### WHAT IS ASKED
[1] Answer these questions from the Scrapedeep text below, one line each:
(a) Who is Scrapedeep originally from?
(b) What must be disabled on a site for the scraper to work on it?
(c) What folder receives the results?
[2] Reproduce the Scrapedeep text below word for word, from "Right now this" up to and including "Simple as that.".

### TEXT
>>>
Scrapedeep

Originally from Dan Devine. Scrapedeep is a replica of Scrapeheap - A Web Content Scraping Tool

Scrapedeep

Overview

Get the url of the site you'd like to scrape content for. Content files will be generated for the pages of that site. The main body of text for the content is dumped WITHOUT any formatting (e.g. line breaks, font sizes, font styles ... etc.)

This project is suited for locally hosted websites. For instance, if you aim to alter the overall appearance of your site while keeping its content unchanged, this tool extracts the text content for you.

IMPORTANT: ensure you've disabled basic auth for the site you're scraping otherwise, this scraper won't work for it.

Instructions

Right now this version of scrapedeep is at it's infancy. Don't expect any fancy user interface. Just pop a URL in, pick what file type your content is going to be thrown into and expect results. These will be thrown into a folder called output/. Simple as that.
<<<
### DATA RECORDS
>>>
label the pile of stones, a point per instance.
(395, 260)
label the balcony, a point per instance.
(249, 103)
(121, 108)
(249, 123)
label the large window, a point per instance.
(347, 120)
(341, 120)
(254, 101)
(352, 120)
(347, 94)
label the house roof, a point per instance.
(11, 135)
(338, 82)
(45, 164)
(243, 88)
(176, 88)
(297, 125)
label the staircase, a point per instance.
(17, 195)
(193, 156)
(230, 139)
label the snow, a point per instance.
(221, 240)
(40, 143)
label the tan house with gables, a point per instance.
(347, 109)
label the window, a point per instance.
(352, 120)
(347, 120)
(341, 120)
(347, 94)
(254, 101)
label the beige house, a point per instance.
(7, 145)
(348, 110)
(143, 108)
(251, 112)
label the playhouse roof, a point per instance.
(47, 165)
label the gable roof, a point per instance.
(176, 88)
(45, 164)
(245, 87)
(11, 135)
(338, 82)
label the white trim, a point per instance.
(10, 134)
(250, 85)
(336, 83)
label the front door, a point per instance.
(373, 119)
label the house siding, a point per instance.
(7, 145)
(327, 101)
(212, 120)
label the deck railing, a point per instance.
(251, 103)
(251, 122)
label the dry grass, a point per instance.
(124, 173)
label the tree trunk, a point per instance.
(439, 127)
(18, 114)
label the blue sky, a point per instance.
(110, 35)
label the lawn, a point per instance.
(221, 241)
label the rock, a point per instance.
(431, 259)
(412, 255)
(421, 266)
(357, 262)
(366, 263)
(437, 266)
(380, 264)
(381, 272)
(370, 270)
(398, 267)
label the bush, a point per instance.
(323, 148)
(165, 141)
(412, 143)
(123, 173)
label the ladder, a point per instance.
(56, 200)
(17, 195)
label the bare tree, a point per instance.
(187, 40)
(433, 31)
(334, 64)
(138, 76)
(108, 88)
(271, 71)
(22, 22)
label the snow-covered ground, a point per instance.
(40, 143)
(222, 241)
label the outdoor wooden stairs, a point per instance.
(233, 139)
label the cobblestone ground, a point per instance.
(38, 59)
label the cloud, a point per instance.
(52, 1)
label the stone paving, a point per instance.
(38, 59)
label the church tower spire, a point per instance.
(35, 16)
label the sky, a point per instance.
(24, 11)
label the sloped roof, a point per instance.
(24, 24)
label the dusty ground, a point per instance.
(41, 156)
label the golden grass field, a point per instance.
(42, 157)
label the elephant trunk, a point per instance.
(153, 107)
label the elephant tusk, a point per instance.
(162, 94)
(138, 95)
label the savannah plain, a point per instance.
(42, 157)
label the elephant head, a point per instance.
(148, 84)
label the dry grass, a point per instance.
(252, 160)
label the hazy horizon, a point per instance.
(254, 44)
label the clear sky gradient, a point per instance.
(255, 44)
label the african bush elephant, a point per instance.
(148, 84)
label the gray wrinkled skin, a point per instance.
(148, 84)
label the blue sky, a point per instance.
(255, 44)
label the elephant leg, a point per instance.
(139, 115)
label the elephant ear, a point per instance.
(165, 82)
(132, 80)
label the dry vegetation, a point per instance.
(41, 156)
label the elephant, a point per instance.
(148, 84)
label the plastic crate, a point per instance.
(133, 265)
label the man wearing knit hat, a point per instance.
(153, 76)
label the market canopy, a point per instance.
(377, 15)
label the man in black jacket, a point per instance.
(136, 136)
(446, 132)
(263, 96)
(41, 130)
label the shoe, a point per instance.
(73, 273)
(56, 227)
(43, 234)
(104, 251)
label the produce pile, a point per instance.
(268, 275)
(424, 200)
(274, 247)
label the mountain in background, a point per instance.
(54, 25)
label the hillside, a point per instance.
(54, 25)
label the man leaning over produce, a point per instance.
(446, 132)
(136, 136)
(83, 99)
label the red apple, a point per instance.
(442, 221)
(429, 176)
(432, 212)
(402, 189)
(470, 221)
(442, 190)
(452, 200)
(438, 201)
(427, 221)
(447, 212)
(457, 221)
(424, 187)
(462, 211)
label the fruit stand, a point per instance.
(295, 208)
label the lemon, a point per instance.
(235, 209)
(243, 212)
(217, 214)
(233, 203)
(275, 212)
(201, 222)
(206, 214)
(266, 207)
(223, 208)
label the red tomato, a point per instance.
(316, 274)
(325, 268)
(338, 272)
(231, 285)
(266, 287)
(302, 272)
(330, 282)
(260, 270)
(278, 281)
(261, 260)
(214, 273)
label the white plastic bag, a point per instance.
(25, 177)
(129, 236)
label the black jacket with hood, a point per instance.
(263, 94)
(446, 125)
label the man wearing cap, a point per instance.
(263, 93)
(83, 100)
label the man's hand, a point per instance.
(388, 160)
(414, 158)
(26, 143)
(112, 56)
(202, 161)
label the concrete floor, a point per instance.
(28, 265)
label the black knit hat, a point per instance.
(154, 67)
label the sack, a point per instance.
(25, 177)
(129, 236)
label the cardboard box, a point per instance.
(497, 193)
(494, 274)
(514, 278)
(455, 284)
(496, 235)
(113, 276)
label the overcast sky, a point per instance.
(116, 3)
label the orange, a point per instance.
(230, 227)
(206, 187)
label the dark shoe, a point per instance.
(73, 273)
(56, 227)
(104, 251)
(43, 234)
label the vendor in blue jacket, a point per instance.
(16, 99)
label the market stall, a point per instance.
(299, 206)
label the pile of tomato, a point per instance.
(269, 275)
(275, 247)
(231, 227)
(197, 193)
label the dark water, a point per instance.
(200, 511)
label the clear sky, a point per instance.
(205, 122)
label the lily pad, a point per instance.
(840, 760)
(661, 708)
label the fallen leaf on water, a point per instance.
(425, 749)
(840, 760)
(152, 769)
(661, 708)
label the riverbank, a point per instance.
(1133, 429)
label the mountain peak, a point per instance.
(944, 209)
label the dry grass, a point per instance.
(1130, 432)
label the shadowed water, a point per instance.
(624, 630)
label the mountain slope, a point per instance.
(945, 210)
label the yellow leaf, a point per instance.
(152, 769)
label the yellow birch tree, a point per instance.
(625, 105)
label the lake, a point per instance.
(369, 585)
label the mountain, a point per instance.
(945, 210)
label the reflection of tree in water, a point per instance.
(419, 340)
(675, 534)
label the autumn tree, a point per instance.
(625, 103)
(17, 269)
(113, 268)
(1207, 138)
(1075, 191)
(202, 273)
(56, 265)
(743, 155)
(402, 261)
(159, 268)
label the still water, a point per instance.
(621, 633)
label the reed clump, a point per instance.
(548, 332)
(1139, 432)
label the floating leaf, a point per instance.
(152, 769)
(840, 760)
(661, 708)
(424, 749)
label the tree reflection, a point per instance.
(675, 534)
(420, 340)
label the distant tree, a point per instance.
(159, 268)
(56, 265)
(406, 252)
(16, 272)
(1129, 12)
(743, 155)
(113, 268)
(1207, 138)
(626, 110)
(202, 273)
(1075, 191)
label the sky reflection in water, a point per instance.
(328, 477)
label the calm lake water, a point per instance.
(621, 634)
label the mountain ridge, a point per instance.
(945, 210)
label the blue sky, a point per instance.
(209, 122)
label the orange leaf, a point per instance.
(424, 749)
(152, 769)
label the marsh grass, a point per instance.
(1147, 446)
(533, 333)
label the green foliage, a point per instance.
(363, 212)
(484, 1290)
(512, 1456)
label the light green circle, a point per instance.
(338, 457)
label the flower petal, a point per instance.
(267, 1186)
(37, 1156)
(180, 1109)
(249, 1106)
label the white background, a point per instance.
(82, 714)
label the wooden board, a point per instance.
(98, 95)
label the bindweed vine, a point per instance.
<<<
### EXPECTED ANSWERS
[1]
(a) Dan Devine
(b) Basic auth
(c) output/

[2]
Right now this version of scrapedeep is at it's infancy. Don't expect any fancy user interface. Just pop a URL in, pick what file type your content is going to be thrown into and expect results. These will be thrown into a folder called output/. Simple as that.